GIVEN EXERCISE: Rewrite the records with "chest protector" replaced by "chest guard" and everything else unchanged. Leave out the pictures.

Stored data entries:

=-=-=-=-=

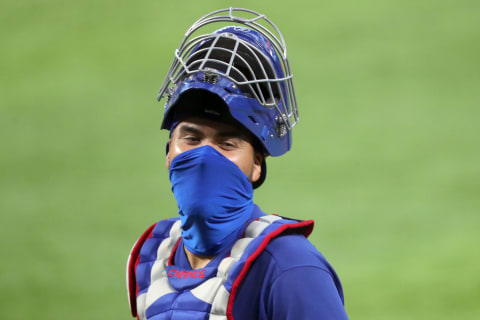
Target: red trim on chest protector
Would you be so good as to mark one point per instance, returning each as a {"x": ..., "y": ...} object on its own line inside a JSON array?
[
  {"x": 172, "y": 254},
  {"x": 132, "y": 266},
  {"x": 307, "y": 227}
]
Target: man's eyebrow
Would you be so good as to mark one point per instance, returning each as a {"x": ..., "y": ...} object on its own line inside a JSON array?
[
  {"x": 186, "y": 128},
  {"x": 232, "y": 134}
]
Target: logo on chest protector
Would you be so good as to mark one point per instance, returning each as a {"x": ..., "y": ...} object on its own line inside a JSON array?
[{"x": 173, "y": 273}]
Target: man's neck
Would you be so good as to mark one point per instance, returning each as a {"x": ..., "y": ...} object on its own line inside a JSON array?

=-=-=-=-=

WRITTEN RESPONSE:
Target: red trim on chest guard
Would you be so good as to mark one point per instance, returning each as a {"x": ..., "y": ...} object on its own line inside a JSON array?
[
  {"x": 172, "y": 254},
  {"x": 132, "y": 266},
  {"x": 307, "y": 227}
]
Target: man's eyebrow
Would you be so good as to mark one point per instance, returning each as a {"x": ..., "y": ...} object on its own line inside a JSON array?
[
  {"x": 186, "y": 128},
  {"x": 232, "y": 134}
]
Target: logo on chest guard
Would you be so good as to mark one point per instance, returning each as a {"x": ..., "y": ...} object on its own line inside a JSON array?
[{"x": 173, "y": 273}]
Target: man's neck
Would you be so good as to mark one point per instance, returning each as a {"x": ..., "y": ...} object on its own line inside a JSON array?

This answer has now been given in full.